Escreva a continuação do texto sobre como o mundo será no futuro, começando logo após a última frase apresentada.

TEXTO PARA LEITURA:
········

Em nenhum país serão presos os rapazes que se neguem a cumprir serviço militar, mas sim os que queiram cumprir.

Os economistas não chamarão de nível de vida o nível de consumo, nem chamarão qualidade de vida à quantidade de coisas.

Os cozinheiros não pensarão que as lagostas gostam de ser fervidas vivas.

Os historiadores não acreditarão que os países adoram ser invadidos.O mundo já não estará em guerra contra os pobres, mas sim contra a pobreza.

E a indústria militar não terá outro remédio senão declarar-se quebrada.

A comida não será uma mercadoria nem a comunicação um negócio, porque a comida e a comunicação são direitos humanos.

Ninguém morrerá de fome, porque ninguém morrerá de indigestão.

As crianças de rua não serão tratadas como se fossem lixo, porque não haverá crianças de rua.

As crianças ricas não serão tratadas como se fossem dinheiro, porque não haverá crianças ricas.

········

[Itens armazenados]
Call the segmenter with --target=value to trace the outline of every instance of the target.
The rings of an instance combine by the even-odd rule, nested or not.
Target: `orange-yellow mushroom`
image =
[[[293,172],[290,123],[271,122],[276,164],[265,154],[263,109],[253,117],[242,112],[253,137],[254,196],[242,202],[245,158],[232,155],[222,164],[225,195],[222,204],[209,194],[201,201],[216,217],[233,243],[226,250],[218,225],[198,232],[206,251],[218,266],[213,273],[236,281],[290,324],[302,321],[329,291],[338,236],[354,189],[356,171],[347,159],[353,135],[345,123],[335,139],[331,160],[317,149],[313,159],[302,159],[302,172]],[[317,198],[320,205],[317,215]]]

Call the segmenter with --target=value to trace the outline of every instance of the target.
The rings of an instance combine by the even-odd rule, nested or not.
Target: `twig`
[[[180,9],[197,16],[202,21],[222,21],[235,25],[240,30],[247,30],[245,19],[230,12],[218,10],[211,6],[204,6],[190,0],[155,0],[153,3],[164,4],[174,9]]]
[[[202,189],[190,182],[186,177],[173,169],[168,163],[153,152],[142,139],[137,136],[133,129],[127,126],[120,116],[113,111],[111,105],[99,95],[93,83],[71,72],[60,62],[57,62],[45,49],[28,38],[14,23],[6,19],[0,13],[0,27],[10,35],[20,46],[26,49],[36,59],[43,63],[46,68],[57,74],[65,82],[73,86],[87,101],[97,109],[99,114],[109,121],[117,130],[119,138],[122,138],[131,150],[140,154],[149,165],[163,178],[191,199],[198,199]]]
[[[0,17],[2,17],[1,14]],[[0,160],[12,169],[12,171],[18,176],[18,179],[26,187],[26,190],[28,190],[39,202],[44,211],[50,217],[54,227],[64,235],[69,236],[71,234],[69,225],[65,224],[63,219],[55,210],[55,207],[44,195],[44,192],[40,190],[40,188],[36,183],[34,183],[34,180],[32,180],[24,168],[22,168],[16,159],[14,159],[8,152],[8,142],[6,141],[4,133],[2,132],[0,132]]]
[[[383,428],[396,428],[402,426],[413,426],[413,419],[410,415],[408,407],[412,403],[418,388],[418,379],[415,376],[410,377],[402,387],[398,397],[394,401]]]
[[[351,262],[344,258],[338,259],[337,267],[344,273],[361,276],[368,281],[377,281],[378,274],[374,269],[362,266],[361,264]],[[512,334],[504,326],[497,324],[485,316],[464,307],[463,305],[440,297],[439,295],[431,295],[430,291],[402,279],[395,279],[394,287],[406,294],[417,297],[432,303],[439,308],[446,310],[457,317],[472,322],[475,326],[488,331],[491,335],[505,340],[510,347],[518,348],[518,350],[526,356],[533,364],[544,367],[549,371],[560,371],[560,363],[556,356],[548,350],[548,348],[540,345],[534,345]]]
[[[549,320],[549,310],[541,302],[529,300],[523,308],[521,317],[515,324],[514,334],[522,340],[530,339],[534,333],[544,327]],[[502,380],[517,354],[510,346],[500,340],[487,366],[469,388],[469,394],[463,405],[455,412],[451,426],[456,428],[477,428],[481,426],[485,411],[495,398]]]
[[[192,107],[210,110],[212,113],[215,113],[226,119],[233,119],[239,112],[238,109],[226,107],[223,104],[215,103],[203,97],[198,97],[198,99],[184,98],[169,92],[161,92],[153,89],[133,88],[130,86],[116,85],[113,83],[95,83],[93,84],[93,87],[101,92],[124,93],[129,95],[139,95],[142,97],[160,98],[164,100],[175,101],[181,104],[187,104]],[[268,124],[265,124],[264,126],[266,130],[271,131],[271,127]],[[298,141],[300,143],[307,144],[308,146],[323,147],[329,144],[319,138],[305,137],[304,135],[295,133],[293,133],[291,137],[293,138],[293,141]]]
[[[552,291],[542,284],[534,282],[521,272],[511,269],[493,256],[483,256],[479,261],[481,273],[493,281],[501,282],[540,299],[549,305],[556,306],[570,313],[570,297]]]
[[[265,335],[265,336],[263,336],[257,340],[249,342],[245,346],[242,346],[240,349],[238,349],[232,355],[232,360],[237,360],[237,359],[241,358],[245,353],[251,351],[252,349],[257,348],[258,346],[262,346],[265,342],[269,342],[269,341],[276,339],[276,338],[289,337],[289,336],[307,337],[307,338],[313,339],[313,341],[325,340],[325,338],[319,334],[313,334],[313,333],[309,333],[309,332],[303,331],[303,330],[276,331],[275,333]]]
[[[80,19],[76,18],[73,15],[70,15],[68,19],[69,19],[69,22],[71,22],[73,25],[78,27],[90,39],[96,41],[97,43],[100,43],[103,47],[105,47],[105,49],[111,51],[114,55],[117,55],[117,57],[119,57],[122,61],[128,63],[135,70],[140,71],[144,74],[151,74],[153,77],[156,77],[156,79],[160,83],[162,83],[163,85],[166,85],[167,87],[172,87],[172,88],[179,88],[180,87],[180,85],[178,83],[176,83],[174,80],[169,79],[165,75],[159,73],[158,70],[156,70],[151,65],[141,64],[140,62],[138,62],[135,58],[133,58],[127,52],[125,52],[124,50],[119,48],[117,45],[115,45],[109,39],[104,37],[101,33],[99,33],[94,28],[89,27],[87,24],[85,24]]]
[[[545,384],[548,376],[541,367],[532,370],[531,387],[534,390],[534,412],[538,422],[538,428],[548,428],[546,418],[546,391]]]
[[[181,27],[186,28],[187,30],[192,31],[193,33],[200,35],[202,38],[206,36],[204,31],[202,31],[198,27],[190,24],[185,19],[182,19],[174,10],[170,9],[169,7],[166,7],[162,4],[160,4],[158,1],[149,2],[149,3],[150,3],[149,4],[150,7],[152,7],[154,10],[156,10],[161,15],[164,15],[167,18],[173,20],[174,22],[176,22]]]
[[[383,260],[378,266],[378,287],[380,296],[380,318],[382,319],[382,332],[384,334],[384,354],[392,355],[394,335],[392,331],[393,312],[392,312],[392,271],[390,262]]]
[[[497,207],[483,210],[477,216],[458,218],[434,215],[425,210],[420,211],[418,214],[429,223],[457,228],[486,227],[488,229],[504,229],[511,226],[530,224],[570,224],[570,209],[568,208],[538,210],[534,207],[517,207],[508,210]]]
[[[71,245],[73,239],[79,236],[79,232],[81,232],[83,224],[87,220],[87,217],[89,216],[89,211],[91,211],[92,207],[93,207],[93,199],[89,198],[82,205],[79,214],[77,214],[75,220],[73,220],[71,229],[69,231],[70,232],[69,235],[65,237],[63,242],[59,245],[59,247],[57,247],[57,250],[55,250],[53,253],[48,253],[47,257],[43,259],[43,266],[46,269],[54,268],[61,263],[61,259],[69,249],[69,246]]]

········

RESPOSTA DO EXERCÍCIO:
A educação não será um privilégio de quem possa pagá-la e a polícia não será a maldição de quem não possa comprá-la.

A justiça e a liberdade, irmãs siamesas, condenadas a viver separadas, voltarão a juntar-se, voltarão a juntar-se bem de perto, costas com costas.

Na Argentina, as loucas da Praça de Maio serão um exemplo de saúde mental, porque elas se negaram a esquecer nos tempos de amnésia obrigatória.

A perfeição seguirá sendo o privilégio tedioso dos deuses, mas neste mundo, neste mundo avacalhado e maldito, cada noite será vivida como se fosse a última e cada dia como se fosse o primeiro.

Por que Amar e mudar as coisas nos interessa muito mais.

 

Gratidão!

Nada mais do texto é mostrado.